(Rows from a pointing dataset)
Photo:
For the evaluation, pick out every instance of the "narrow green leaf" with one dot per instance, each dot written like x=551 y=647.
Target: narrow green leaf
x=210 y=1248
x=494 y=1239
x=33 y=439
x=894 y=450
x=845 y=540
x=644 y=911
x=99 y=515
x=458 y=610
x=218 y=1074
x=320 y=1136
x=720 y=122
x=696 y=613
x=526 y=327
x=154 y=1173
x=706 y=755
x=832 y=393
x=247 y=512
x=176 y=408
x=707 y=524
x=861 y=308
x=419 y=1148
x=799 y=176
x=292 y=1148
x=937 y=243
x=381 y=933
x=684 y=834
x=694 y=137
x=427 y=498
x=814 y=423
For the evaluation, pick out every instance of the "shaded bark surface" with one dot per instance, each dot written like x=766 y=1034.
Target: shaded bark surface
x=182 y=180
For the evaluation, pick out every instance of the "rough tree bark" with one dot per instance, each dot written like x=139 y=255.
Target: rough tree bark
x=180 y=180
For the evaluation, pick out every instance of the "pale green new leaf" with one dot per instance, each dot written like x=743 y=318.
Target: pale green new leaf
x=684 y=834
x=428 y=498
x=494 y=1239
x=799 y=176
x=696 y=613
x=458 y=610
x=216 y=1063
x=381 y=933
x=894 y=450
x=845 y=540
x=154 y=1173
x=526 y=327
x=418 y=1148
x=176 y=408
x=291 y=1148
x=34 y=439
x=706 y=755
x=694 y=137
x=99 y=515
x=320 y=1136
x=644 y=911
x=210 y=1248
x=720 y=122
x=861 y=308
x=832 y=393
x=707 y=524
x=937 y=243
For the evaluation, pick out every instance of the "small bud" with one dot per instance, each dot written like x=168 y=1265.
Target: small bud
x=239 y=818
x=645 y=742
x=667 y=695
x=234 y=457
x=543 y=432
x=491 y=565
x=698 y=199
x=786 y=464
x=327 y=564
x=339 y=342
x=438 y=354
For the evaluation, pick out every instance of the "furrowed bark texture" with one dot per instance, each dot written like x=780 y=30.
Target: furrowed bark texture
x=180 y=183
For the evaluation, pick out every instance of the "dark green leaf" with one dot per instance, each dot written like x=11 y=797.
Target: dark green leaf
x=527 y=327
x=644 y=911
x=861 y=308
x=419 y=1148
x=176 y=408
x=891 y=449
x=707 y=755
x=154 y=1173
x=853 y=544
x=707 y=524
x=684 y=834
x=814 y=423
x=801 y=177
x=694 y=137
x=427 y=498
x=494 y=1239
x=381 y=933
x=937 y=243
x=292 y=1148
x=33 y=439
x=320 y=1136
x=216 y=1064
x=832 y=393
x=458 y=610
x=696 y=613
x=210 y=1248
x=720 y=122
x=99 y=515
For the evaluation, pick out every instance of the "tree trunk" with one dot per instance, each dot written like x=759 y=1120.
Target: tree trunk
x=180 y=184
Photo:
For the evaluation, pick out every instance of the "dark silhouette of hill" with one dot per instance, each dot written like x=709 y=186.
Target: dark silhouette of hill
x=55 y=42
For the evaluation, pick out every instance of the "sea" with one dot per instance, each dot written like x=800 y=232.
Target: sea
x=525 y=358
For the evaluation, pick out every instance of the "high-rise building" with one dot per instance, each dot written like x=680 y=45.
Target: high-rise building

> _PROBLEM DETAILS_: Repeat the listing above without any change.

> _OUTPUT OF THE EXERCISE_:
Photo:
For the evaluation, pick out every instance of the "narrow green leaf" with one dot per instance, each dot written like x=551 y=647.
Target: narrow green leaf
x=210 y=1248
x=494 y=1239
x=33 y=439
x=894 y=450
x=845 y=540
x=644 y=911
x=99 y=515
x=458 y=610
x=218 y=1074
x=320 y=1136
x=720 y=122
x=696 y=613
x=526 y=327
x=154 y=1173
x=706 y=755
x=832 y=393
x=247 y=512
x=176 y=408
x=707 y=524
x=861 y=308
x=419 y=1148
x=799 y=176
x=292 y=1148
x=937 y=243
x=381 y=933
x=684 y=834
x=694 y=137
x=427 y=498
x=814 y=423
For the evaluation, pick out every instance of the "shaded bark surface" with one dot per instance, each dot written like x=766 y=1034.
Target: shaded bark surface
x=182 y=180
For the evaluation, pick out every instance of the "rough tree bark" with one dot per instance, each dot written like x=139 y=255.
Target: rough tree bark
x=180 y=180
For the evaluation, pick out every instance of the "pale green new leaf" with one dot per instance, each dot written like x=743 y=318.
Target: pale green new leaf
x=684 y=834
x=428 y=498
x=494 y=1239
x=799 y=176
x=696 y=613
x=458 y=610
x=216 y=1063
x=381 y=933
x=894 y=450
x=845 y=540
x=154 y=1173
x=526 y=327
x=418 y=1148
x=176 y=408
x=291 y=1148
x=34 y=439
x=706 y=755
x=694 y=137
x=99 y=515
x=320 y=1136
x=644 y=911
x=210 y=1248
x=720 y=122
x=861 y=308
x=832 y=393
x=707 y=524
x=937 y=243
For the evaluation, pick out every instance of the "small bud" with one dot per instance, each dot written like x=168 y=1265.
Target: small bud
x=239 y=818
x=645 y=742
x=667 y=695
x=234 y=457
x=543 y=432
x=491 y=565
x=698 y=199
x=786 y=464
x=327 y=564
x=339 y=342
x=438 y=354
For the evaluation, pick out every instance of the "furrowed bark texture" with one dot per instance, each dot written like x=780 y=30.
Target: furrowed bark texture
x=180 y=183
For the evaluation, pick out every instance of the "dark green leaf" with one dot per instance, each dot written like x=11 y=797.
Target: dark green leaf
x=527 y=327
x=644 y=911
x=861 y=308
x=419 y=1148
x=176 y=408
x=891 y=449
x=707 y=755
x=154 y=1173
x=853 y=544
x=707 y=524
x=684 y=834
x=814 y=423
x=801 y=177
x=694 y=137
x=427 y=498
x=494 y=1239
x=381 y=933
x=937 y=243
x=292 y=1148
x=33 y=439
x=320 y=1136
x=216 y=1064
x=832 y=393
x=458 y=610
x=696 y=613
x=210 y=1248
x=720 y=122
x=99 y=515
For the evaluation, pick out every instance of the "tree trunk" with one dot per instance, each dot written like x=759 y=1120.
Target: tree trunk
x=180 y=184
Photo:
For the evaluation, pick out every instance of the "dark silhouette of hill" with one dot per instance, each dot written like x=709 y=186.
Target: dark silhouette of hill
x=55 y=42
For the evaluation, pick out every instance of the "sea" with one dot per instance, each dot written like x=800 y=232.
Target: sea
x=525 y=358
For the evaluation, pick out every instance of the "high-rise building" with one dot per instance, each dot written like x=680 y=45.
Target: high-rise building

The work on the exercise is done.